STATED EXERCISE:
Revise the entries starting at the line that contains "Point to every instance of the man's face" and ending at the end of the entries, replacing "marker" with "pin" and leaving everything else unchanged. Reproduce only those lines.

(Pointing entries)
#####

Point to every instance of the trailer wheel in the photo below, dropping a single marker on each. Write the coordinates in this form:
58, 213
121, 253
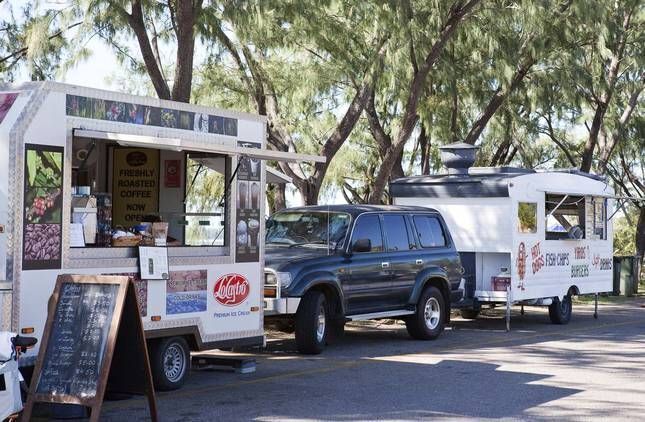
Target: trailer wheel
170, 362
469, 314
312, 323
560, 310
429, 320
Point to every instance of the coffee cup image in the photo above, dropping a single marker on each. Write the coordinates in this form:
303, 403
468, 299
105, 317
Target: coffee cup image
242, 235
255, 195
242, 194
255, 165
254, 228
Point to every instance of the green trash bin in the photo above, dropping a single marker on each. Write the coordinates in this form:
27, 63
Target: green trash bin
625, 279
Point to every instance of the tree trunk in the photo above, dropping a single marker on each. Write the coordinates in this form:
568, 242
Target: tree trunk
603, 101
457, 12
590, 145
136, 22
640, 239
497, 100
424, 142
617, 134
186, 14
276, 196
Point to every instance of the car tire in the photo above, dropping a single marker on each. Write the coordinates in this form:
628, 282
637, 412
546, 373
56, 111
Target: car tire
169, 362
560, 310
312, 323
469, 314
429, 320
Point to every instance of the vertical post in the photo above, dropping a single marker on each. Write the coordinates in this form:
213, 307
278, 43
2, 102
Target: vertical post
595, 309
508, 308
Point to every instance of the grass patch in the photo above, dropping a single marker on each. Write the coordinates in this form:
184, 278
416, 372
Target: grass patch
603, 299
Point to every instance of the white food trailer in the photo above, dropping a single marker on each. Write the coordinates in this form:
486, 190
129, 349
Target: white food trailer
87, 176
525, 237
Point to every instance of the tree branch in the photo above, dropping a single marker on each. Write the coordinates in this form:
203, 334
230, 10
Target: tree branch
136, 23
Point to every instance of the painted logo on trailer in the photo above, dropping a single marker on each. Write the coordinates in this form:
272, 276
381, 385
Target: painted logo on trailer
231, 289
520, 262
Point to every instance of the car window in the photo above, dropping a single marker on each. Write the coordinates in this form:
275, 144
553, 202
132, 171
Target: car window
396, 233
369, 227
429, 231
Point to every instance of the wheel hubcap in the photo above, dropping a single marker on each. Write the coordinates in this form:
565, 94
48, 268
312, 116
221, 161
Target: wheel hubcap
174, 365
432, 313
322, 324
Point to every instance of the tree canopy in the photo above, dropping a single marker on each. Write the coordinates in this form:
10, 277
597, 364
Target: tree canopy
377, 86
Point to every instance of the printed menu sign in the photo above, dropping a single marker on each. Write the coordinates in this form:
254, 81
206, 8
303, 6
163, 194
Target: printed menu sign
135, 185
248, 207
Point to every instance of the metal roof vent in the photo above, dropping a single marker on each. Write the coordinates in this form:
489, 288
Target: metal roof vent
458, 157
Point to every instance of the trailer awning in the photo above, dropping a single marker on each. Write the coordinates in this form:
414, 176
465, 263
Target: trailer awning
277, 177
177, 144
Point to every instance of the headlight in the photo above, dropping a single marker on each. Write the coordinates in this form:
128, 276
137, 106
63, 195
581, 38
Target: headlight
284, 279
269, 279
273, 279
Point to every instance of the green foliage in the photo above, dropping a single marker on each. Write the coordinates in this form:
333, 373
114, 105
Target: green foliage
625, 232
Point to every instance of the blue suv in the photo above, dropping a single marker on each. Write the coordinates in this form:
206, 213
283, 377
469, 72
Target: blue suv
326, 265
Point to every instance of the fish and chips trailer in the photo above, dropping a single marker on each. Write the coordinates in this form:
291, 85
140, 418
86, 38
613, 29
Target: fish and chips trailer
79, 167
525, 237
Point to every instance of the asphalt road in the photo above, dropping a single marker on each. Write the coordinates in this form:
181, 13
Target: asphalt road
589, 369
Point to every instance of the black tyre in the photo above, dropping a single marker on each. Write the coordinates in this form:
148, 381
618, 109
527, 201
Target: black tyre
312, 323
170, 362
429, 320
560, 310
469, 313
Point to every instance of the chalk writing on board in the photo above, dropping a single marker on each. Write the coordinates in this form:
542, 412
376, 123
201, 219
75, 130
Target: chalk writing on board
78, 340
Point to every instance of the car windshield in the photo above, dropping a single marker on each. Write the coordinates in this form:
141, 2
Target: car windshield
307, 228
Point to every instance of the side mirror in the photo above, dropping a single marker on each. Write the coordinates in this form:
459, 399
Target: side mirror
362, 245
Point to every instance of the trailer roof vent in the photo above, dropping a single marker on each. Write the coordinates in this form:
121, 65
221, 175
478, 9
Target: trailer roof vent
458, 157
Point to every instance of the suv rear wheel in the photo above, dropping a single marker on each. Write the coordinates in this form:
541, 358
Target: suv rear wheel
560, 310
429, 320
312, 323
170, 362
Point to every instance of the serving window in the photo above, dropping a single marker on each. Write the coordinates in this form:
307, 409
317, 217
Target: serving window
130, 196
565, 216
599, 211
527, 217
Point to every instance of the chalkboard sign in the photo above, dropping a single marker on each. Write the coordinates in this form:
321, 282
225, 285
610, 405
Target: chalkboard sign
93, 334
78, 340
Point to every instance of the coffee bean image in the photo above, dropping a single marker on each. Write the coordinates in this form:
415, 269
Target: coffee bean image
42, 242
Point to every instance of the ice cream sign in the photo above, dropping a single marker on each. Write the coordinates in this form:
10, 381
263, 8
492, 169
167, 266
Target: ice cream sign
231, 289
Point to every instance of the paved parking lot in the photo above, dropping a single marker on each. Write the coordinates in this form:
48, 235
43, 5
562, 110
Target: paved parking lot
589, 369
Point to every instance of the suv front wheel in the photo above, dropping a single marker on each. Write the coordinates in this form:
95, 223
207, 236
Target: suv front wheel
312, 323
429, 320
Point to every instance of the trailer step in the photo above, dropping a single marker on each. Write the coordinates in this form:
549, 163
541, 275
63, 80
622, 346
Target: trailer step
377, 315
240, 365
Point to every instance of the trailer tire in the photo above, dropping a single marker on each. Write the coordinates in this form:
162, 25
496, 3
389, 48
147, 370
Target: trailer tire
430, 318
560, 310
469, 313
169, 362
312, 323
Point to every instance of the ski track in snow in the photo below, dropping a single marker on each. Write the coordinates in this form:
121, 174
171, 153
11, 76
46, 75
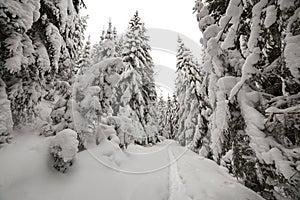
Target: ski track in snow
177, 189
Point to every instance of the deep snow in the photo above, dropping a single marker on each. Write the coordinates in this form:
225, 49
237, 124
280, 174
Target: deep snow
105, 172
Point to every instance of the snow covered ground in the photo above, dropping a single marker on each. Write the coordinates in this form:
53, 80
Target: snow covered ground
163, 172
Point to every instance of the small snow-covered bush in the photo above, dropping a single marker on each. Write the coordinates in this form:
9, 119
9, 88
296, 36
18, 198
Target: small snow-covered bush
63, 149
6, 122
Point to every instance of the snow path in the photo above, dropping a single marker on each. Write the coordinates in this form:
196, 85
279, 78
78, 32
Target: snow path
165, 171
177, 189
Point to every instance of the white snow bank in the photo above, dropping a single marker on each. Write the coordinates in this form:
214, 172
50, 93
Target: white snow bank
204, 179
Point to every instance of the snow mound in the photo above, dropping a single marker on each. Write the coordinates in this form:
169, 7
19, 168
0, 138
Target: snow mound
67, 141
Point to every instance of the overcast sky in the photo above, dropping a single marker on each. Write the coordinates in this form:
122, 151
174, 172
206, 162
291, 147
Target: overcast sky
175, 15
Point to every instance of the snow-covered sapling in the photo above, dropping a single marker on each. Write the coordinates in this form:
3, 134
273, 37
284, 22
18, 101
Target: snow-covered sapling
63, 149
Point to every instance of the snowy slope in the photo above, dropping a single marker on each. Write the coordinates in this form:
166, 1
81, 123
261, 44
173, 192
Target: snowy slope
108, 173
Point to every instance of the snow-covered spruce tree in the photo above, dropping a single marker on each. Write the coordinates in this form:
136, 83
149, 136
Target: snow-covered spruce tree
63, 149
106, 47
84, 60
137, 88
6, 123
247, 77
36, 36
162, 114
91, 101
171, 118
192, 127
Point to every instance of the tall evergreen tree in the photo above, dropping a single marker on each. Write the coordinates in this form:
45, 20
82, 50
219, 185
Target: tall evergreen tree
84, 61
192, 127
137, 87
247, 80
39, 39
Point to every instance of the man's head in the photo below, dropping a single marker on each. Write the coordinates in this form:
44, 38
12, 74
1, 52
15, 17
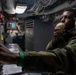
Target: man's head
67, 17
59, 29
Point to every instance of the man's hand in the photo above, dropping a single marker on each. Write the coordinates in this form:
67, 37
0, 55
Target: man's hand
7, 56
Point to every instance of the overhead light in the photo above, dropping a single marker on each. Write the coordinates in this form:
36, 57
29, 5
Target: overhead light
20, 9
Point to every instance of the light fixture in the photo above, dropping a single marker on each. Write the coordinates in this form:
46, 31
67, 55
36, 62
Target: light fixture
20, 9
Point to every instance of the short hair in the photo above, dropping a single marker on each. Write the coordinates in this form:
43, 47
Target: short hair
73, 10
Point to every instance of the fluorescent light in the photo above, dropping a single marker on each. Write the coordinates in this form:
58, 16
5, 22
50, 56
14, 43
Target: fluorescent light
20, 9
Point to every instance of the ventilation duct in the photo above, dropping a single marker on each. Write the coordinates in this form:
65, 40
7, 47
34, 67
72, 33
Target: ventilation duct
10, 4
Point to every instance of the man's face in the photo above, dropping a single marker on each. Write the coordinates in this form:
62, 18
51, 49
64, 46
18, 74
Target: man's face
67, 18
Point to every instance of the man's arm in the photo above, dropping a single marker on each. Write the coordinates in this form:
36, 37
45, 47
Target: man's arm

#####

RESPONSE:
Point to every instance of the man's face in the photo above, dropping a single pin on each. Write the coordinates in this form:
62, 18
51, 49
64, 46
18, 74
Target: man's face
67, 18
Point to every instance of the man's arm in the photo above, dropping a single pin on each. Write the coordinates in this form:
36, 37
45, 47
Target: man's arm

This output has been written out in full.